- [Description of the task]:
Within the data below, count every line that includes "queried" and report the total alone.

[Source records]
┌──

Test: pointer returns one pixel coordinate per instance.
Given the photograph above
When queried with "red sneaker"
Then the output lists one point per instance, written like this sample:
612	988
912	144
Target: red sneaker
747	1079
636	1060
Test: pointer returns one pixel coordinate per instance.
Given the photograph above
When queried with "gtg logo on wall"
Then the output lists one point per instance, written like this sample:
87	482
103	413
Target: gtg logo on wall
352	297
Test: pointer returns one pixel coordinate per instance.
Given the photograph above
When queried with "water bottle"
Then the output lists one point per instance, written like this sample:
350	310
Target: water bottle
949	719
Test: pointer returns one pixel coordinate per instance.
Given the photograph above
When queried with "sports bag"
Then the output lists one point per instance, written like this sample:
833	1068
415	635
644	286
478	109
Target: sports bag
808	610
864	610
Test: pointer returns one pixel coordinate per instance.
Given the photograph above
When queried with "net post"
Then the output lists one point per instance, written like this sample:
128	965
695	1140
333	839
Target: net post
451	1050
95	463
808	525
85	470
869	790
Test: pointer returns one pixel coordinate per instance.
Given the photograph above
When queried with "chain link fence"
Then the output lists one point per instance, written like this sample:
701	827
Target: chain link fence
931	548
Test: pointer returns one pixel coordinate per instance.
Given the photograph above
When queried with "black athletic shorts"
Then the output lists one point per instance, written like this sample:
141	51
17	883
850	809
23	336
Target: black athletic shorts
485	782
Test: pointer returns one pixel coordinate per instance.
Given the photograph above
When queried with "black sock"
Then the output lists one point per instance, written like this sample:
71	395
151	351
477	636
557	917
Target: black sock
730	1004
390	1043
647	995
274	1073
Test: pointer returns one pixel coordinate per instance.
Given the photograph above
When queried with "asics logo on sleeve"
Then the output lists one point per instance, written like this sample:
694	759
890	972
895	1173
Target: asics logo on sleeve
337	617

└──

- [Task response]:
9